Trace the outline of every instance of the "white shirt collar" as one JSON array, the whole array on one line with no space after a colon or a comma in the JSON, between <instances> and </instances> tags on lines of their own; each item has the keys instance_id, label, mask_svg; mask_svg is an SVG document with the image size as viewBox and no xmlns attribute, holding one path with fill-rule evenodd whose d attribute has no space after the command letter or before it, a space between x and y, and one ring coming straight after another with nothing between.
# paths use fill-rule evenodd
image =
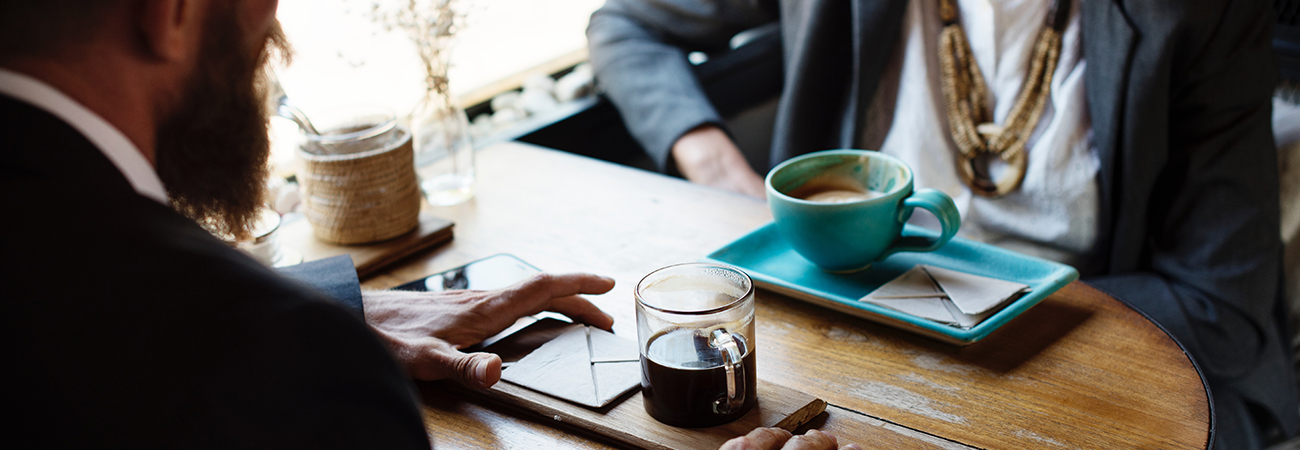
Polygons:
<instances>
[{"instance_id":1,"label":"white shirt collar","mask_svg":"<svg viewBox=\"0 0 1300 450\"><path fill-rule=\"evenodd\" d=\"M137 193L163 205L171 204L162 180L135 144L76 100L41 80L3 68L0 68L0 95L31 104L67 122L117 166Z\"/></svg>"}]
</instances>

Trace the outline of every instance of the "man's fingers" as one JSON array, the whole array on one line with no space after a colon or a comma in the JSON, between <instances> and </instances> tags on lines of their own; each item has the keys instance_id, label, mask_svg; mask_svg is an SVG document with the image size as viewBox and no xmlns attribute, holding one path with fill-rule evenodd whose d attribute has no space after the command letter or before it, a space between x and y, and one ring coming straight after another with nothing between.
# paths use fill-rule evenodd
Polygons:
<instances>
[{"instance_id":1,"label":"man's fingers","mask_svg":"<svg viewBox=\"0 0 1300 450\"><path fill-rule=\"evenodd\" d=\"M580 294L604 294L614 289L614 279L589 273L540 273L524 280L519 290L537 296L534 301Z\"/></svg>"},{"instance_id":2,"label":"man's fingers","mask_svg":"<svg viewBox=\"0 0 1300 450\"><path fill-rule=\"evenodd\" d=\"M614 320L581 294L604 294L614 288L614 280L588 273L542 273L510 288L511 303L526 309L520 315L555 311L575 320L608 329Z\"/></svg>"},{"instance_id":3,"label":"man's fingers","mask_svg":"<svg viewBox=\"0 0 1300 450\"><path fill-rule=\"evenodd\" d=\"M407 361L411 376L422 380L453 379L466 386L487 389L501 380L501 357L491 353L462 353L451 344L431 340L421 355Z\"/></svg>"},{"instance_id":4,"label":"man's fingers","mask_svg":"<svg viewBox=\"0 0 1300 450\"><path fill-rule=\"evenodd\" d=\"M749 434L727 441L718 450L776 450L790 436L789 431L780 428L755 428Z\"/></svg>"},{"instance_id":5,"label":"man's fingers","mask_svg":"<svg viewBox=\"0 0 1300 450\"><path fill-rule=\"evenodd\" d=\"M572 295L564 298L551 300L551 307L547 311L554 311L568 316L579 323L585 323L605 331L611 331L614 328L614 318L605 314L599 307L587 301L587 299Z\"/></svg>"},{"instance_id":6,"label":"man's fingers","mask_svg":"<svg viewBox=\"0 0 1300 450\"><path fill-rule=\"evenodd\" d=\"M838 447L839 441L830 433L808 430L803 435L791 438L782 450L836 450Z\"/></svg>"}]
</instances>

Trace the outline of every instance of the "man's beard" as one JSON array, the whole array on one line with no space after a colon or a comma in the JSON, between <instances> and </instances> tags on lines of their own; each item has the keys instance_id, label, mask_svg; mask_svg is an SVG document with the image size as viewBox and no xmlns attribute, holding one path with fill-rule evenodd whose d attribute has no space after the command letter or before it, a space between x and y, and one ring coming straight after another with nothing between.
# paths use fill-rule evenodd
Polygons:
<instances>
[{"instance_id":1,"label":"man's beard","mask_svg":"<svg viewBox=\"0 0 1300 450\"><path fill-rule=\"evenodd\" d=\"M268 111L261 68L287 59L279 26L255 44L229 5L214 5L198 67L156 135L156 168L172 206L210 231L246 239L264 203ZM244 49L244 51L240 51Z\"/></svg>"}]
</instances>

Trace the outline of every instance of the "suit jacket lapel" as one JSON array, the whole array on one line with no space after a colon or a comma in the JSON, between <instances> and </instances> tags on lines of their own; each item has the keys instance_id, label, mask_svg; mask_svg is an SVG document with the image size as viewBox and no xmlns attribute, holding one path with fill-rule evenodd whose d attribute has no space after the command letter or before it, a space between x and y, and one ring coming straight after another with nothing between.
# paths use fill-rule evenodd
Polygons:
<instances>
[{"instance_id":1,"label":"suit jacket lapel","mask_svg":"<svg viewBox=\"0 0 1300 450\"><path fill-rule=\"evenodd\" d=\"M773 166L853 146L898 42L907 1L781 2L786 78L772 134Z\"/></svg>"},{"instance_id":2,"label":"suit jacket lapel","mask_svg":"<svg viewBox=\"0 0 1300 450\"><path fill-rule=\"evenodd\" d=\"M1101 236L1110 236L1116 210L1120 204L1118 177L1123 173L1116 161L1122 133L1131 132L1120 127L1124 117L1124 99L1128 88L1129 66L1132 63L1133 45L1137 32L1120 0L1080 2L1083 14L1083 55L1088 62L1084 82L1087 89L1088 114L1092 120L1092 142L1101 162ZM1109 250L1110 238L1098 242L1097 264L1115 255ZM1108 258L1107 256L1110 256ZM1097 267L1096 269L1101 269Z\"/></svg>"},{"instance_id":3,"label":"suit jacket lapel","mask_svg":"<svg viewBox=\"0 0 1300 450\"><path fill-rule=\"evenodd\" d=\"M854 0L853 76L840 127L841 148L857 148L863 117L876 95L889 56L898 49L908 0Z\"/></svg>"},{"instance_id":4,"label":"suit jacket lapel","mask_svg":"<svg viewBox=\"0 0 1300 450\"><path fill-rule=\"evenodd\" d=\"M844 0L781 2L785 85L770 165L835 145L852 55Z\"/></svg>"},{"instance_id":5,"label":"suit jacket lapel","mask_svg":"<svg viewBox=\"0 0 1300 450\"><path fill-rule=\"evenodd\" d=\"M93 186L96 191L135 193L126 176L85 136L54 115L0 95L0 124L6 176L60 178ZM52 151L59 149L60 151Z\"/></svg>"}]
</instances>

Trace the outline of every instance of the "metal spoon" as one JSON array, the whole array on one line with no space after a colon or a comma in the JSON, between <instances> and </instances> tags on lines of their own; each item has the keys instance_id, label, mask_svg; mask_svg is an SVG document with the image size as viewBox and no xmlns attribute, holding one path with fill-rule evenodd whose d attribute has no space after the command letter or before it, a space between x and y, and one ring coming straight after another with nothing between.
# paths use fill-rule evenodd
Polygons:
<instances>
[{"instance_id":1,"label":"metal spoon","mask_svg":"<svg viewBox=\"0 0 1300 450\"><path fill-rule=\"evenodd\" d=\"M284 87L280 86L280 80L276 78L275 71L268 68L265 72L268 90L266 100L270 110L274 111L277 116L292 120L303 131L320 136L320 132L316 131L316 127L312 126L311 120L307 119L307 114L304 114L301 109L298 109L289 101L289 94L286 94Z\"/></svg>"}]
</instances>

* What this task involves:
The task requires the full listing to be given again verbatim, without its pictures.

* Expected answer:
Trace the outline of every instance of the "white shirt collar" as one JSON array, the whole array on one line with no space after a colon or a comma in the JSON, between <instances> and </instances> tags on lines of their own; each item has the keys instance_id, label, mask_svg; mask_svg is an SVG document with the image size as viewBox and no xmlns attribute, holding one path with fill-rule evenodd whose d attribute has no space after the command letter or before it, a space between x and y, and one ring coming straight after another with nothing between.
# paths use fill-rule evenodd
image =
Polygons:
<instances>
[{"instance_id":1,"label":"white shirt collar","mask_svg":"<svg viewBox=\"0 0 1300 450\"><path fill-rule=\"evenodd\" d=\"M137 193L163 205L171 204L162 180L135 144L76 100L41 80L3 68L0 68L0 95L31 104L67 122L117 166Z\"/></svg>"}]
</instances>

Trace the outline of every instance of the "man's fingers" as one JSON array, the whole array on one line with no space after a colon or a comma in the JSON, between <instances> and </instances> tags on lines of their own; each item has the keys instance_id, label, mask_svg; mask_svg is an SVG document with the image size as viewBox and no xmlns attribute, holding one path with fill-rule evenodd whose d attribute has no space after the command letter or before it, a space between x and y, and one ring coming straight after another with nothing between.
# paths use fill-rule evenodd
Polygons:
<instances>
[{"instance_id":1,"label":"man's fingers","mask_svg":"<svg viewBox=\"0 0 1300 450\"><path fill-rule=\"evenodd\" d=\"M580 294L604 294L614 289L614 279L589 273L540 273L524 280L519 290L537 296L534 301Z\"/></svg>"},{"instance_id":2,"label":"man's fingers","mask_svg":"<svg viewBox=\"0 0 1300 450\"><path fill-rule=\"evenodd\" d=\"M614 320L581 294L604 294L614 288L614 280L588 273L542 273L510 288L511 303L526 309L520 315L555 311L575 320L608 329Z\"/></svg>"},{"instance_id":3,"label":"man's fingers","mask_svg":"<svg viewBox=\"0 0 1300 450\"><path fill-rule=\"evenodd\" d=\"M407 361L411 376L422 380L453 379L466 386L487 389L501 380L501 357L491 353L462 353L451 344L431 340L421 355Z\"/></svg>"},{"instance_id":4,"label":"man's fingers","mask_svg":"<svg viewBox=\"0 0 1300 450\"><path fill-rule=\"evenodd\" d=\"M749 434L727 441L718 450L776 450L790 436L789 431L780 428L755 428Z\"/></svg>"},{"instance_id":5,"label":"man's fingers","mask_svg":"<svg viewBox=\"0 0 1300 450\"><path fill-rule=\"evenodd\" d=\"M572 295L564 298L551 300L551 307L547 311L554 311L568 316L579 323L585 323L605 331L611 331L614 328L614 318L605 314L599 307L587 301L587 299Z\"/></svg>"},{"instance_id":6,"label":"man's fingers","mask_svg":"<svg viewBox=\"0 0 1300 450\"><path fill-rule=\"evenodd\" d=\"M838 447L839 441L830 433L808 430L803 435L791 438L782 450L836 450Z\"/></svg>"}]
</instances>

Trace the outline of every instance of the "man's beard" as one JSON array, the whole array on one line with no space after a colon or a comma in the JSON, between <instances> and </instances> tags on lines of their own; each item has the keys instance_id, label, mask_svg; mask_svg is an SVG document with the image size as viewBox and no xmlns attribute, holding one path with fill-rule evenodd whose d attribute has no space after the command letter or before it, a space between x and y, and one ring coming straight after another with nothing between.
# paths use fill-rule evenodd
Polygons:
<instances>
[{"instance_id":1,"label":"man's beard","mask_svg":"<svg viewBox=\"0 0 1300 450\"><path fill-rule=\"evenodd\" d=\"M268 111L261 68L287 59L279 26L255 44L229 5L214 5L198 67L156 135L156 168L172 206L210 231L246 239L264 203ZM244 49L244 51L240 51Z\"/></svg>"}]
</instances>

Trace the outline of every instance of the "suit jacket lapel" as one JSON array, the whole array on one line with no space after a colon or a comma in the JSON, between <instances> and </instances> tags on lines of their own; each item has the keys instance_id, label, mask_svg; mask_svg is an SVG document with the image size as viewBox and no xmlns attribute, holding one path with fill-rule evenodd whose d attribute has no space after the command letter or before it, a space between x and y, and one ring coming straight after another with nothing between.
# paths use fill-rule evenodd
Polygons:
<instances>
[{"instance_id":1,"label":"suit jacket lapel","mask_svg":"<svg viewBox=\"0 0 1300 450\"><path fill-rule=\"evenodd\" d=\"M773 166L853 146L898 42L907 1L781 2L786 78L772 134Z\"/></svg>"},{"instance_id":2,"label":"suit jacket lapel","mask_svg":"<svg viewBox=\"0 0 1300 450\"><path fill-rule=\"evenodd\" d=\"M1101 236L1110 236L1116 210L1120 204L1118 177L1123 173L1116 161L1122 133L1131 132L1120 127L1124 117L1124 99L1128 88L1129 66L1132 63L1133 45L1137 32L1120 0L1080 2L1083 14L1083 55L1088 62L1084 82L1087 89L1088 114L1092 120L1092 142L1101 162ZM1109 250L1110 238L1098 242L1097 264L1115 255ZM1108 258L1107 256L1110 256ZM1097 267L1096 269L1101 269Z\"/></svg>"},{"instance_id":3,"label":"suit jacket lapel","mask_svg":"<svg viewBox=\"0 0 1300 450\"><path fill-rule=\"evenodd\" d=\"M854 0L853 76L840 127L841 148L857 148L863 117L876 95L889 56L898 49L908 0Z\"/></svg>"},{"instance_id":4,"label":"suit jacket lapel","mask_svg":"<svg viewBox=\"0 0 1300 450\"><path fill-rule=\"evenodd\" d=\"M844 0L781 2L785 85L770 165L835 145L852 55Z\"/></svg>"},{"instance_id":5,"label":"suit jacket lapel","mask_svg":"<svg viewBox=\"0 0 1300 450\"><path fill-rule=\"evenodd\" d=\"M93 186L96 191L135 193L126 176L85 136L54 115L0 95L0 124L6 176L60 178ZM52 151L59 149L60 151Z\"/></svg>"}]
</instances>

Trace the outline of every instance of the "metal spoon" as one JSON array, the whole array on one line with no space after a colon or a comma in the JSON, between <instances> and </instances> tags on lines of their own; each item has the keys instance_id, label, mask_svg; mask_svg is an SVG document with the image size as viewBox and no xmlns attribute, holding one path with fill-rule evenodd whose d attribute has no space after the command letter or before it, a space between x and y, and one ring coming straight after another with nothing between.
# paths use fill-rule evenodd
Polygons:
<instances>
[{"instance_id":1,"label":"metal spoon","mask_svg":"<svg viewBox=\"0 0 1300 450\"><path fill-rule=\"evenodd\" d=\"M284 87L280 86L280 80L276 78L275 71L268 68L265 72L268 90L266 100L270 110L274 111L277 116L292 120L303 131L320 136L320 132L316 131L316 127L312 126L311 120L307 119L307 114L304 114L301 109L298 109L289 101L289 94L286 94Z\"/></svg>"}]
</instances>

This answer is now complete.